**Problem**
Copy out, word for word, the part of the entries below that opens with the line containing "blue car windshield" and closes with the last line of the entries.

··· Data supplied ···

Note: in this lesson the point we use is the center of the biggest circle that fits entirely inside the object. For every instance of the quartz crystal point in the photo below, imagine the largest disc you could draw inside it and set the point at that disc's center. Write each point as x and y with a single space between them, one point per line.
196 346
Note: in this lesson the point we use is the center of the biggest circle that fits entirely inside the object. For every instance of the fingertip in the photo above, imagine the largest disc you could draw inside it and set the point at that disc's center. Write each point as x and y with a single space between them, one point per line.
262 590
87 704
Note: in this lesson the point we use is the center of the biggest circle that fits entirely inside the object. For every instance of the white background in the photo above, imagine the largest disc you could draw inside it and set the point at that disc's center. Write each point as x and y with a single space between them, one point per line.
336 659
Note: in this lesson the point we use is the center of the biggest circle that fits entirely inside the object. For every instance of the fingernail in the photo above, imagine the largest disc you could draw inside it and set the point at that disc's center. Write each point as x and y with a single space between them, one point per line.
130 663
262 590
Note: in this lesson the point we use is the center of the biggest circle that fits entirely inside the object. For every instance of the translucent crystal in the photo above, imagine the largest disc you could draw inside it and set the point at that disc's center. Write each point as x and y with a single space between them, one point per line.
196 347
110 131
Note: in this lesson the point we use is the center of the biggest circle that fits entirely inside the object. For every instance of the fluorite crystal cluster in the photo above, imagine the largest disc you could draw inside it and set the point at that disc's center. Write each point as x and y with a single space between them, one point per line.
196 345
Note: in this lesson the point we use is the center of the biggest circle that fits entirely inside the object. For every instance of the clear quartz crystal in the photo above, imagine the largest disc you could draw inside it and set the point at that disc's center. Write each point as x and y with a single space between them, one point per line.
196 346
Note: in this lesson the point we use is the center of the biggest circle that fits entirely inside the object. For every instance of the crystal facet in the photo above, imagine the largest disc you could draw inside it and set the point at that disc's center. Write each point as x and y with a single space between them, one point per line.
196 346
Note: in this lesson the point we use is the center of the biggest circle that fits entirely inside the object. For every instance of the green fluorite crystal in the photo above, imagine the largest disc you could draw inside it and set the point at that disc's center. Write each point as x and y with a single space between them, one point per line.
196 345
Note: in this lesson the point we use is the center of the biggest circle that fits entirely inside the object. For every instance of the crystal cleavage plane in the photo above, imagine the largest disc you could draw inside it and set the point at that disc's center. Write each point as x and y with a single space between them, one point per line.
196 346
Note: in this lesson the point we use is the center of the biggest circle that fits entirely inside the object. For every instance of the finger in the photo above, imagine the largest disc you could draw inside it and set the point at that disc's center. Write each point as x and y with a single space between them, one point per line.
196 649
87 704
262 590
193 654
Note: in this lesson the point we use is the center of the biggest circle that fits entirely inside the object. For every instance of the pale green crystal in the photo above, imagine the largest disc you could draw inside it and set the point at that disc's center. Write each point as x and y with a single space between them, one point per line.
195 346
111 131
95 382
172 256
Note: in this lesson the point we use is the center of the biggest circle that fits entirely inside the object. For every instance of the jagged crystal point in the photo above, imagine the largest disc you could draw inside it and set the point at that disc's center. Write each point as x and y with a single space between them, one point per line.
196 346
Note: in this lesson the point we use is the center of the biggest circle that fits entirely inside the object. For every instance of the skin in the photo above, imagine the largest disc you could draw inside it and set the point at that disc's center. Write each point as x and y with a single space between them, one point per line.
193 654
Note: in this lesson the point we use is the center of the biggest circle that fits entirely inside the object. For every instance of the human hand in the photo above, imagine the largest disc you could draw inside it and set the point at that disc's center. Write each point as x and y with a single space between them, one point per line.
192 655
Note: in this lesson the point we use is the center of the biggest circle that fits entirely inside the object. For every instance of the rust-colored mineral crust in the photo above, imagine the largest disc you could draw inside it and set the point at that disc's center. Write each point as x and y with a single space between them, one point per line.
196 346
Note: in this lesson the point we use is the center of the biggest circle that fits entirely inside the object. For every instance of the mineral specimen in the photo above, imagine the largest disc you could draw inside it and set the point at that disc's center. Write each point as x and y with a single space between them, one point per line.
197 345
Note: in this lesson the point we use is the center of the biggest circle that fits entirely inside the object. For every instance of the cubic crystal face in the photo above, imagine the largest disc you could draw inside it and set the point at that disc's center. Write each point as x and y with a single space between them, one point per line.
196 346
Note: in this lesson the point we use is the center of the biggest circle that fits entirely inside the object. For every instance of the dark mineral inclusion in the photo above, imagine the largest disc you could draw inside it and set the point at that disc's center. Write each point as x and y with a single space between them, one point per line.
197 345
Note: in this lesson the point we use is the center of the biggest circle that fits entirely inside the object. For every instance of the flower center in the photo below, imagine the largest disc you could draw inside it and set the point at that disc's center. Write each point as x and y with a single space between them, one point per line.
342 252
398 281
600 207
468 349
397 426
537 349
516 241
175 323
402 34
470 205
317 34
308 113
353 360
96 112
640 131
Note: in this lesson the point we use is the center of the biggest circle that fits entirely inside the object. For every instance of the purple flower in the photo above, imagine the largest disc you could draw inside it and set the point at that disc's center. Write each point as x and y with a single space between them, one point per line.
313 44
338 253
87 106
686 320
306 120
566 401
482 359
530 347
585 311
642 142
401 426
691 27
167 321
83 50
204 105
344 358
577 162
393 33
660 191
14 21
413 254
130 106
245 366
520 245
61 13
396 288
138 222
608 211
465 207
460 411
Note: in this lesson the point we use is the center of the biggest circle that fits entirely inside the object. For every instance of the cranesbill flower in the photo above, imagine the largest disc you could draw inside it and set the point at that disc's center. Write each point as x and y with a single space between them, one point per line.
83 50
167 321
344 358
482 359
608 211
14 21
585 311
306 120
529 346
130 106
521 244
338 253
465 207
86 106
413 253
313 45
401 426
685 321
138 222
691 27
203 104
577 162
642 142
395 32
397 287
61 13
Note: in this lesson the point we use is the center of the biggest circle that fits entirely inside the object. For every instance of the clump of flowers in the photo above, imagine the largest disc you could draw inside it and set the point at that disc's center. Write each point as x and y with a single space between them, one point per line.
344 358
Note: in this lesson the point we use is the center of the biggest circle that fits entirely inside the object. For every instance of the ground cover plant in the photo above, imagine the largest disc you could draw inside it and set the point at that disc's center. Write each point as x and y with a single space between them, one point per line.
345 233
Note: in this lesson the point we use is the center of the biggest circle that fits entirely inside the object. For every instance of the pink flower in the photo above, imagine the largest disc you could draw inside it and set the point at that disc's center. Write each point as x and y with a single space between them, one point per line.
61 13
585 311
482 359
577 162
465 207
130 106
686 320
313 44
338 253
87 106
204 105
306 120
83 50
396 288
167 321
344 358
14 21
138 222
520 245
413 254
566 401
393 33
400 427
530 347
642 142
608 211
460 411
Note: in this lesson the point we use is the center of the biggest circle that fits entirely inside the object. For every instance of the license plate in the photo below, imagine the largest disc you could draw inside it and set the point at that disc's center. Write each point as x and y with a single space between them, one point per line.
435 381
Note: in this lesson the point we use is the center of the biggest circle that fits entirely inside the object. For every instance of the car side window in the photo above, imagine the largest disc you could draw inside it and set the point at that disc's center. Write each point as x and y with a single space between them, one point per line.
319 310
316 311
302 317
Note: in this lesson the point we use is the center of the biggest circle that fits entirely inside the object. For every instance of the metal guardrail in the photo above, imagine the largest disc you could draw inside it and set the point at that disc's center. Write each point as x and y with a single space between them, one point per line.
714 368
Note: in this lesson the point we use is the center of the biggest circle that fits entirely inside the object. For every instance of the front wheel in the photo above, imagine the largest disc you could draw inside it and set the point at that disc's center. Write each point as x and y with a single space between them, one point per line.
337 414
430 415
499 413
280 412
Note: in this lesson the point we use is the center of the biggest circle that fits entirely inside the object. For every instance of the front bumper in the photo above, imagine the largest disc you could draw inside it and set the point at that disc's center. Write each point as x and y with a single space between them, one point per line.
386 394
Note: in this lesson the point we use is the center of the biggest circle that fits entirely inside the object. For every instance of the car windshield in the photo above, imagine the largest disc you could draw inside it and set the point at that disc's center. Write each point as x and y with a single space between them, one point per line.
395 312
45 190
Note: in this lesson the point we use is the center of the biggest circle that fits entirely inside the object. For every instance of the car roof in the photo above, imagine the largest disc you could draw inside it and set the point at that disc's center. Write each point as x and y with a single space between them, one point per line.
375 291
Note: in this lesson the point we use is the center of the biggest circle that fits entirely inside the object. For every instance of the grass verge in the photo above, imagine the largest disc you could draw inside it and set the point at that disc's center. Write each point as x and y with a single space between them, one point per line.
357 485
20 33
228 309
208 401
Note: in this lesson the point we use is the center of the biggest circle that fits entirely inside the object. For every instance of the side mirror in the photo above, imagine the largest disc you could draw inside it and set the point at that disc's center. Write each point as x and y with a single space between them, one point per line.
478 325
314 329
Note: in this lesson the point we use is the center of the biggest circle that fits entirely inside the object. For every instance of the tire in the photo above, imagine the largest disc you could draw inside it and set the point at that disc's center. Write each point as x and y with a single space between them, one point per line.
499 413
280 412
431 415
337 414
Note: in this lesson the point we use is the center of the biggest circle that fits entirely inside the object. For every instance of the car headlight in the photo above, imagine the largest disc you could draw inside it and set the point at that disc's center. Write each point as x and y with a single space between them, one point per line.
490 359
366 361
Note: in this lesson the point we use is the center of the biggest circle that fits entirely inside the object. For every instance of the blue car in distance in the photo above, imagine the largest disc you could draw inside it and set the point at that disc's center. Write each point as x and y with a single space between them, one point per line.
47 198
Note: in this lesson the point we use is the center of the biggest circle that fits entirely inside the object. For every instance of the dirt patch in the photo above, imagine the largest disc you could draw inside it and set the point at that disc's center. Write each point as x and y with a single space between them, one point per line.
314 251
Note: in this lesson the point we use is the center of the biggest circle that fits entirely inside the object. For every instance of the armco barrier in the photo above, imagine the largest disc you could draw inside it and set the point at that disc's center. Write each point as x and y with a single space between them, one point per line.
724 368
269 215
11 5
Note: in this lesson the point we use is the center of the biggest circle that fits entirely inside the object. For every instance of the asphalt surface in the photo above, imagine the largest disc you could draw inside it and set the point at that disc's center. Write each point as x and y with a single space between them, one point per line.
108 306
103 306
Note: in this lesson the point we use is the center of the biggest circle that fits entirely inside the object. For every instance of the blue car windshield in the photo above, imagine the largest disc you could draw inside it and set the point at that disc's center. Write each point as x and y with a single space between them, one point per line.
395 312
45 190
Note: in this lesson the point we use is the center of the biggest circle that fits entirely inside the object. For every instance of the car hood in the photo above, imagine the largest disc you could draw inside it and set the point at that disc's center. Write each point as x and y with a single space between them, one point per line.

···

**Answer below**
Note: in this lesson the point we use is the center of the biggest circle that fits entirely inside the object. For every instance of the blue car windshield in the photo above, imagine the largest disc you could draw inside it and set the point at that disc's center. Write each point as x and y with a single space between them, one point per line.
395 312
45 190
Note: in this lesson the point we use is the center of the biggest circle that fits entirely inside the object. For every instance of the car hood in the photo above, imagine the largest disc you could draw inside it and set the point at that disc's center. Write each point as x and y with a single space between them, one point per line.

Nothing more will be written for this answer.